[Entries for coordinate annotation]
________________

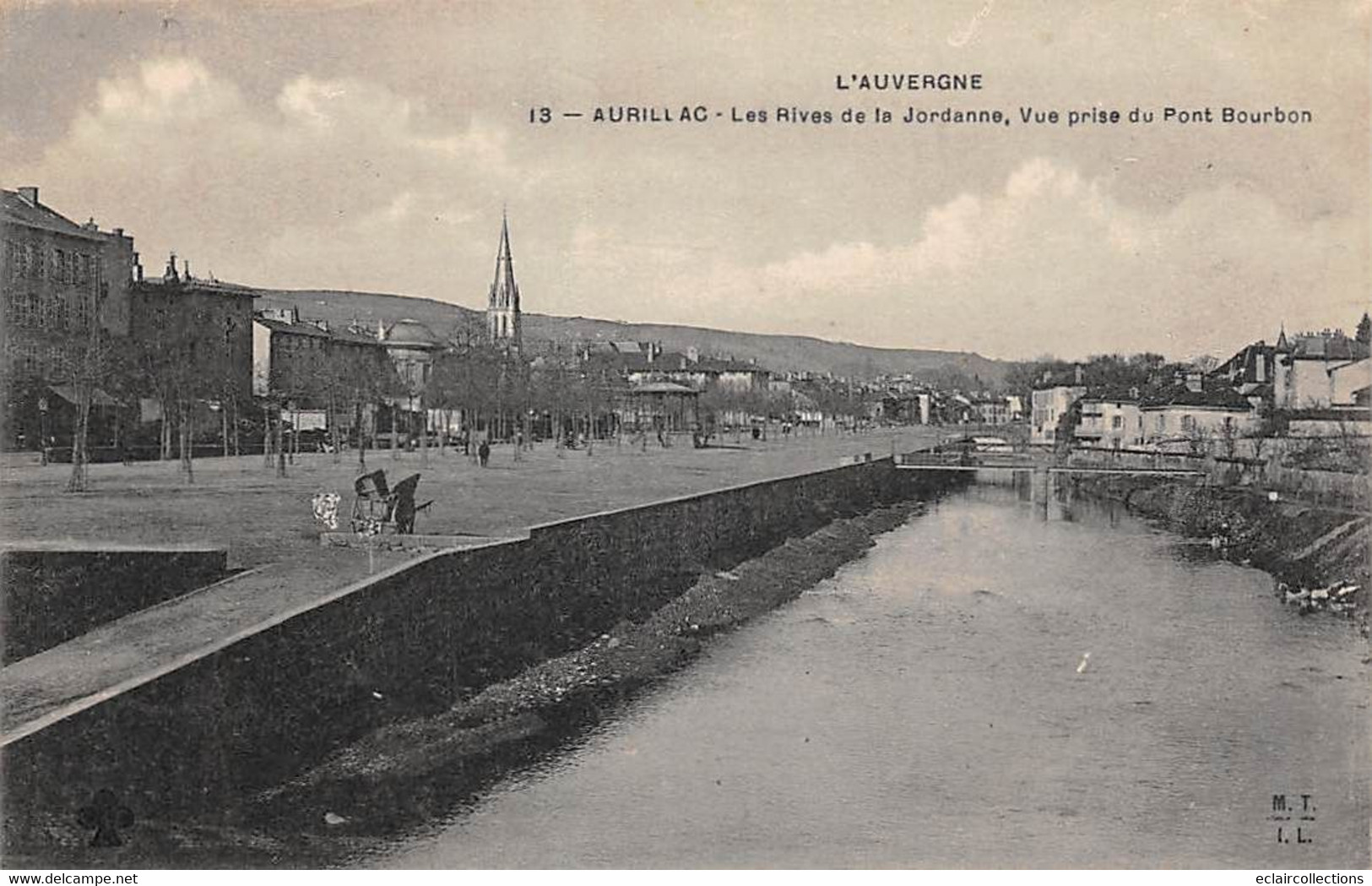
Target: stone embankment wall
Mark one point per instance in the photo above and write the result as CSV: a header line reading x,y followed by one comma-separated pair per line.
x,y
409,642
52,593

________________

# EXERCISE DETAILS
Turn every line of the rows above into a numbered list, skipping any blank lines. Leave the pictures out of your answer.

# OUTPUT BELOW
1. Target: stone embankment wall
2. Mark one point per instance in the photo above and write the result as CSV: a header line reading x,y followed by one comma-separated pair per line.
3. x,y
4. 409,642
5. 52,593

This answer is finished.